MATERIAL FOR THIS TASK below:

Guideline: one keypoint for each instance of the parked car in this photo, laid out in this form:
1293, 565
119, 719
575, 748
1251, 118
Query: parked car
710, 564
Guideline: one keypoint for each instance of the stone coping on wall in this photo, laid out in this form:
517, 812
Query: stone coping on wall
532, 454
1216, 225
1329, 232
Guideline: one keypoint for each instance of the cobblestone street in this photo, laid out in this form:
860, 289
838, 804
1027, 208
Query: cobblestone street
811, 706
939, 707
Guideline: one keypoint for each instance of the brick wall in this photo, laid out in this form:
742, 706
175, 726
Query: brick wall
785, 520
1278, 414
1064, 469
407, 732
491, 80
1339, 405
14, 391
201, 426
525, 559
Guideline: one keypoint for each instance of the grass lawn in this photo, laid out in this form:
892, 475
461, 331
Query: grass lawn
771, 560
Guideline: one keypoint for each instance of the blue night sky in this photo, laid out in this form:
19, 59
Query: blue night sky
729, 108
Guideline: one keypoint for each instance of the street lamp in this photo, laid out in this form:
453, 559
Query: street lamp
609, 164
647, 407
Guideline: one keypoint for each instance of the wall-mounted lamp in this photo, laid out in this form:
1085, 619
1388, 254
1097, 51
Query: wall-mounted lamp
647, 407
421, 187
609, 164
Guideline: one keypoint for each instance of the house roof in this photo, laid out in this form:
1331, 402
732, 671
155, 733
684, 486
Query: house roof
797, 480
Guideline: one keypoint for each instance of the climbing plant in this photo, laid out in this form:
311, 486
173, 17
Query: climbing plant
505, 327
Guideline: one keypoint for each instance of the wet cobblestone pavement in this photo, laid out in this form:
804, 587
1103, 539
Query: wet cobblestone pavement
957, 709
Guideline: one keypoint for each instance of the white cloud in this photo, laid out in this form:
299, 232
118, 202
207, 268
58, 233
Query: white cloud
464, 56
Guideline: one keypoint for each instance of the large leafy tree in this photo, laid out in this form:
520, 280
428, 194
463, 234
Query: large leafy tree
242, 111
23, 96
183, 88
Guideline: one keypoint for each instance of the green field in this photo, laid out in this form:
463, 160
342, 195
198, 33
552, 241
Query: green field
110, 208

End of MATERIAL FOR THIS TASK.

## TASK DESCRIPTION
Reproduce the entire listing. Keep every word as it is.

## SOLUTION TO THE EXERCISE
Guideline: one keypoint for each instance of the parked car in this photo, laid out in this form:
1293, 565
119, 719
575, 748
1251, 118
Query: parked car
710, 564
Guideline: one keypoint for each instance of the stone coping on wall in this photo, laid out in this form:
517, 812
Query: stone coping on wall
532, 454
1216, 225
1329, 232
Guideline: one keypoint for each instance of the cobblestone street in this photo, laid out in this form:
860, 289
838, 804
1027, 208
Query: cobblestone street
811, 706
939, 707
Guideline: one keypoint for each instance of the brick wall in this photo, laid out in this form:
742, 706
175, 726
Query: brick wall
785, 520
1278, 414
1064, 469
407, 732
491, 80
1339, 405
14, 391
201, 426
525, 559
Guideline: one keypoint for each instance of the grass lawn in this photo, laid out in this form:
892, 475
461, 331
Query: grass lawn
771, 560
Guideline: one keypoint for each instance of the blue night sky in this photo, laid out in this form:
19, 59
Query: blue night sky
729, 108
Guideline: one keypoint for each instance of the street lamp in this photo, laid out in this form:
453, 559
Query: street lamp
609, 164
647, 407
Guideline: one keypoint for each instance of the wall-mounted lamp in this photo, laid out in this form:
1085, 619
1388, 254
1097, 51
Query: wall-mounted lamp
647, 407
421, 187
609, 164
Guideline: one keypoint for each instance of the house roof in this photo, laid out in this form:
1331, 402
732, 671
155, 733
684, 486
Query: house roof
797, 480
Guideline: one keypoint for each instance of the climbing plant in this photo, laid out in this form:
311, 486
173, 17
Query: climbing plant
505, 327
Guideline: one keypoint for each instance of the wet cobblestone pavement in this photo, laid out in this form:
804, 587
1103, 539
Query: wet cobblestone pavement
957, 709
Guideline: one keypoint for each instance of the white cloud in this photo, laid out in this form:
299, 232
118, 202
207, 268
58, 233
Query: white cloud
464, 56
Guideline: one keypoint for each instance of the large leafy tree in this photo, laid out in this form:
520, 280
428, 194
463, 234
Query: large leafy tree
242, 111
23, 96
183, 88
Guideline: one keypoint for each instance of the green field in this photo, laid out in this form:
463, 160
342, 195
198, 33
552, 241
Query: green field
110, 208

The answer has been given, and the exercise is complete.